• **PROBLEM DETAILS**
In the material below, repeat only the lines from the one that holds "of the round" through the final line, exactly as they stand.

>> START SUPPLIED MATERIAL

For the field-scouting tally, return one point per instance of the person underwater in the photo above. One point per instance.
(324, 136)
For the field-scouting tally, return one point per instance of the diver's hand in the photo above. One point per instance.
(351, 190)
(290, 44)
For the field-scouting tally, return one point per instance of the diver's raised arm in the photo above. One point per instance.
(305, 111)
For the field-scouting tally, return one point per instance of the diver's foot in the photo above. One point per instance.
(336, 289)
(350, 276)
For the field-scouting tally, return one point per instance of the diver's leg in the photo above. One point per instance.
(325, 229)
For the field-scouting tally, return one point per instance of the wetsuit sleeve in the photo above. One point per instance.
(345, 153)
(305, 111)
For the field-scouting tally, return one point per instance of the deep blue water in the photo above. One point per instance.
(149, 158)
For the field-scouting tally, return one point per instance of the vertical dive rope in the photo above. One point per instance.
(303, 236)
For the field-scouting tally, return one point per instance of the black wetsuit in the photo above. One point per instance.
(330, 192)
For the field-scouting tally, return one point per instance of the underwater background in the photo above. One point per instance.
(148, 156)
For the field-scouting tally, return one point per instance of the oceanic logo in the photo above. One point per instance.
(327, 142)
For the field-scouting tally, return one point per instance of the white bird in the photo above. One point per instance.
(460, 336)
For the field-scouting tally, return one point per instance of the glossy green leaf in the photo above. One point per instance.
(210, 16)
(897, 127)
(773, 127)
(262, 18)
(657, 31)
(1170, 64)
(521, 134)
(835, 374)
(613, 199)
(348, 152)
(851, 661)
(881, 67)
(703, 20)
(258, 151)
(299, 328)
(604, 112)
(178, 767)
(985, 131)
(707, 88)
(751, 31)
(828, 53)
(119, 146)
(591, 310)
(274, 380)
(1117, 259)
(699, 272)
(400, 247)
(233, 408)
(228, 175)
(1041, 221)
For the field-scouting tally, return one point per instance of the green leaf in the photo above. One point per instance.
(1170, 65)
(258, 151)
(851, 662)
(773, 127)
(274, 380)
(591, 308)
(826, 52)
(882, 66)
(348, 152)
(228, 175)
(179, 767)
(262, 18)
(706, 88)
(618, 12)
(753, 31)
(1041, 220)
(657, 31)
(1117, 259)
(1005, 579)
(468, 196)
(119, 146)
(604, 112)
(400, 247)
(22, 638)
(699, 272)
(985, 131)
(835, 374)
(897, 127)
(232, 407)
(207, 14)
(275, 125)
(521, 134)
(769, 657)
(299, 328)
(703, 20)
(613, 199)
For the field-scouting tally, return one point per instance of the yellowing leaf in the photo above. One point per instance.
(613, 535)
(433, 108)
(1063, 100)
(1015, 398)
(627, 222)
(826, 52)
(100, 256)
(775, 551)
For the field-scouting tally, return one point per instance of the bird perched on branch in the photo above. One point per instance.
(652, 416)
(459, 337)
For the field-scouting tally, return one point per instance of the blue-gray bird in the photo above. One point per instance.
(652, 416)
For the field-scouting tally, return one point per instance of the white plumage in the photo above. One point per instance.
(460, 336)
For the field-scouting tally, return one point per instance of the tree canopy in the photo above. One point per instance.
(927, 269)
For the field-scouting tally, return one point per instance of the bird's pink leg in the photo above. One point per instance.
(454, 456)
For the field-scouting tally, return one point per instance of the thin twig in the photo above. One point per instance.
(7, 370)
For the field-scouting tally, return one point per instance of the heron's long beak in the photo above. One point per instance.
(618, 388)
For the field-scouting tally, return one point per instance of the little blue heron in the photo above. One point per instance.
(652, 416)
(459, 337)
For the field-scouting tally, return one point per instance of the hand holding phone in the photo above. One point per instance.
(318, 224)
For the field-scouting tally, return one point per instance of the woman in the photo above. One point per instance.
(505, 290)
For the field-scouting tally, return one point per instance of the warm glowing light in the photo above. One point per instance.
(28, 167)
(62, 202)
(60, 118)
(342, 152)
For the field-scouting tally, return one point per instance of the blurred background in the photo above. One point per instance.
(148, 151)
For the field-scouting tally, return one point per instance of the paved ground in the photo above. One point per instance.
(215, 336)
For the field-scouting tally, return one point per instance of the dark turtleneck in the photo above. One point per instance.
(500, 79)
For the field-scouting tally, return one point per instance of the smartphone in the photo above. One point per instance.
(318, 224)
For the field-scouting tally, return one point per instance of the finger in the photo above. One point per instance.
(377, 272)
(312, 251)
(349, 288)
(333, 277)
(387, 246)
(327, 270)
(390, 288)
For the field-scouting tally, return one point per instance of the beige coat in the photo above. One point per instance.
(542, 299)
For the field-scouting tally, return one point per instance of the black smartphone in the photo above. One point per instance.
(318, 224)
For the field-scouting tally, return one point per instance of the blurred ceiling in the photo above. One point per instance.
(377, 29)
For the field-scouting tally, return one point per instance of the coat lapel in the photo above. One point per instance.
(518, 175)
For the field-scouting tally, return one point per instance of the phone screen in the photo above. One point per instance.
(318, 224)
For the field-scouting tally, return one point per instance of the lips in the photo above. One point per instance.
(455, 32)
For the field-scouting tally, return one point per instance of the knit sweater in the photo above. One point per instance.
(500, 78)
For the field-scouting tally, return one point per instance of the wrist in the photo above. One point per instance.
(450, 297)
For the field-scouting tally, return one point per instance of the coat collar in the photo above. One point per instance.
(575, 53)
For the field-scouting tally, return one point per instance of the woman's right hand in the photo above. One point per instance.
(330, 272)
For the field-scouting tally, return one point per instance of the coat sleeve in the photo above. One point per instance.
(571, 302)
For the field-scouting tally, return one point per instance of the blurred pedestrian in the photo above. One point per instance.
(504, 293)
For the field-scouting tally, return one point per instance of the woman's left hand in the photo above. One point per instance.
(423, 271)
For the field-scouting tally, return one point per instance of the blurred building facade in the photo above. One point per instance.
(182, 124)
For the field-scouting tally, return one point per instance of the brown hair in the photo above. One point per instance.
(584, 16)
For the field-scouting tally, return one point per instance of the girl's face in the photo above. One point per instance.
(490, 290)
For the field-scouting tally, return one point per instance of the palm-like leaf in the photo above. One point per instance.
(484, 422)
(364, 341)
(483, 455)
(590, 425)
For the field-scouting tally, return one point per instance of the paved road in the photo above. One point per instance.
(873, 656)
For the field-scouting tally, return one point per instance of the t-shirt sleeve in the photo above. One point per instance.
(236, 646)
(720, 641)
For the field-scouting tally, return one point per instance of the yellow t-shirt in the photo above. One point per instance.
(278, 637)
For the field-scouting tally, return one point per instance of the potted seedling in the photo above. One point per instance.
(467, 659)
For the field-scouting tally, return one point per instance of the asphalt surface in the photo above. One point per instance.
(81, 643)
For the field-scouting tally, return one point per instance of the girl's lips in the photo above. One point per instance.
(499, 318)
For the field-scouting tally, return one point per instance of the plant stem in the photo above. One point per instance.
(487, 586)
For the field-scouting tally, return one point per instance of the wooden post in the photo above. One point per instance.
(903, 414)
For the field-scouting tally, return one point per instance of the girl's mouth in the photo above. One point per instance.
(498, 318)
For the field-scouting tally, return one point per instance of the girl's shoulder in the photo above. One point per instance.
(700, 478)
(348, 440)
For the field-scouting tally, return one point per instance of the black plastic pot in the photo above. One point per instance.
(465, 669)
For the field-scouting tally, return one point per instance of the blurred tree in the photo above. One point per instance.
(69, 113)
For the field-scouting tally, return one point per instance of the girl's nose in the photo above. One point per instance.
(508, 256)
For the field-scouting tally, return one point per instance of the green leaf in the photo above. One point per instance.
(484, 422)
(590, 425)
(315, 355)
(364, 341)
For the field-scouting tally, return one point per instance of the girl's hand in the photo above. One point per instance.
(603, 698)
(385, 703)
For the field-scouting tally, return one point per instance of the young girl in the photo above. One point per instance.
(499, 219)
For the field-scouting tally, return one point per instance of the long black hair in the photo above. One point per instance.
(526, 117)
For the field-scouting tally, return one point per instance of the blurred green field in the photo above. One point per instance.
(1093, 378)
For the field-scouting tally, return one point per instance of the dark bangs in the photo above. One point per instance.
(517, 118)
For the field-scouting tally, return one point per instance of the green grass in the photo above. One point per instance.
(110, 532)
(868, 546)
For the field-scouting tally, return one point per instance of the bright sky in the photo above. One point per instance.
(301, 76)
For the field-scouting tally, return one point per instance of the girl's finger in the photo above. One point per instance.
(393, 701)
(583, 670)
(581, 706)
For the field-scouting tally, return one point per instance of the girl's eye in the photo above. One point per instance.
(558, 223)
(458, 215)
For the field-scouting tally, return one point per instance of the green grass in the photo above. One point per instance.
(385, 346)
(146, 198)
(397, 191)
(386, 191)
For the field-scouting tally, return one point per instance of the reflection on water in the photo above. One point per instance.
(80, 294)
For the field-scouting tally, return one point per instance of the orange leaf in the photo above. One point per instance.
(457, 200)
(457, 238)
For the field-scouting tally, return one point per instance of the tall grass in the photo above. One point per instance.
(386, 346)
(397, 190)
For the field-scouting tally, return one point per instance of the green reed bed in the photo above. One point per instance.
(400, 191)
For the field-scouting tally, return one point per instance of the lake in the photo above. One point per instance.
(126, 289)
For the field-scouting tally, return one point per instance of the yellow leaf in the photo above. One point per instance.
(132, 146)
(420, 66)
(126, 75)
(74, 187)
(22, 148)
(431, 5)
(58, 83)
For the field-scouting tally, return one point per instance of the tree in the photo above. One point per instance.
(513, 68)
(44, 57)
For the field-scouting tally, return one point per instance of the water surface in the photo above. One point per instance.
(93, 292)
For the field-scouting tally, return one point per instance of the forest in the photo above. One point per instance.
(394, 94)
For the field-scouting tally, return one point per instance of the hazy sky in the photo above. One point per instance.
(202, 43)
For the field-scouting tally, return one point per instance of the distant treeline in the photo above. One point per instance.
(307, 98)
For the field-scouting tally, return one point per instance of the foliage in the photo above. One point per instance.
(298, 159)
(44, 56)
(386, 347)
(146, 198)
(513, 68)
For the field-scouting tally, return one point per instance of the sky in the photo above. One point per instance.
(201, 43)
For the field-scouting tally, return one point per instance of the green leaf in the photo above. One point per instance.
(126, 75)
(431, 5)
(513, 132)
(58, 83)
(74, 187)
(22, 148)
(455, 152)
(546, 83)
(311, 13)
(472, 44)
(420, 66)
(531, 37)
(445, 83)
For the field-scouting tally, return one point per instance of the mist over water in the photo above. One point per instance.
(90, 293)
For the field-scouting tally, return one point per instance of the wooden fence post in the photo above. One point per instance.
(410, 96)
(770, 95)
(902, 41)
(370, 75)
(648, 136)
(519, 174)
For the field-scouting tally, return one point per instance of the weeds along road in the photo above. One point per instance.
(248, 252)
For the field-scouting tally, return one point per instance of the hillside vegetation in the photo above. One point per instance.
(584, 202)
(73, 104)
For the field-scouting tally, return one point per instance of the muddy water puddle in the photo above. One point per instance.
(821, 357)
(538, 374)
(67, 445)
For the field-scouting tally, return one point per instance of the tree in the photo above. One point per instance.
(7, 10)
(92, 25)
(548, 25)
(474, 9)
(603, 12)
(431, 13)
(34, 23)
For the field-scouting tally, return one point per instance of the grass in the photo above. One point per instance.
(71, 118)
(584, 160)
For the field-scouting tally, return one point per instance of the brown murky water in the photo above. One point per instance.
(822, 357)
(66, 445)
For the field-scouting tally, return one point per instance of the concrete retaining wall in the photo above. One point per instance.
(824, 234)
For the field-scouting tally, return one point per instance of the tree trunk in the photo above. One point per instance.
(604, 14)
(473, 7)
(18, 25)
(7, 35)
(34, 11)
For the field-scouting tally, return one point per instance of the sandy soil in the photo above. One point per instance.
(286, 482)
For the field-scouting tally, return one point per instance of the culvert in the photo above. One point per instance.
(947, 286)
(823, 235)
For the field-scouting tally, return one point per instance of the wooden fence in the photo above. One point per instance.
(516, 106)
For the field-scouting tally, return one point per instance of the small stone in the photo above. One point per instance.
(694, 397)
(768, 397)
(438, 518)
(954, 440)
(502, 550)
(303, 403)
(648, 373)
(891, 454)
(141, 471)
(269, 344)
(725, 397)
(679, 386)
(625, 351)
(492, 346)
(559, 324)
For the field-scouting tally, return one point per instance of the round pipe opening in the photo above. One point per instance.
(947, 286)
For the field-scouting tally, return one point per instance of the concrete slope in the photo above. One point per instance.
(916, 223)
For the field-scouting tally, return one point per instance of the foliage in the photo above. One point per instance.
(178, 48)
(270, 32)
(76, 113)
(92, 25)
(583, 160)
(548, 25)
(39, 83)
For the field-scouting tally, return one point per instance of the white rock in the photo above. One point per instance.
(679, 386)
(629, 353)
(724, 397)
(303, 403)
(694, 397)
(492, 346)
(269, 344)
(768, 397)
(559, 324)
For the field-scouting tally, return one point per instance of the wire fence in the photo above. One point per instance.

>> END SUPPLIED MATERIAL

• **THE RESPONSE**
For the field-scouting tally, return one point per instance of the round pipe opening in the photo above. One point per instance.
(947, 286)
For the field-scouting tally, return one point per instance of the concrete slope in the photo above. One point per instance.
(916, 223)
For the field-scouting tally, return one point per instance of the foliage in the photo above. One point per instance.
(178, 48)
(270, 32)
(76, 113)
(92, 25)
(583, 160)
(548, 25)
(39, 83)
For the field-scouting tally, return one point per instance of the white rock in the photo above. One point per instance.
(679, 386)
(629, 353)
(724, 397)
(303, 403)
(694, 397)
(492, 346)
(269, 344)
(768, 397)
(559, 324)
For the field-scouting tally, return one point per instance of the wire fence in the photo above. One point per instance.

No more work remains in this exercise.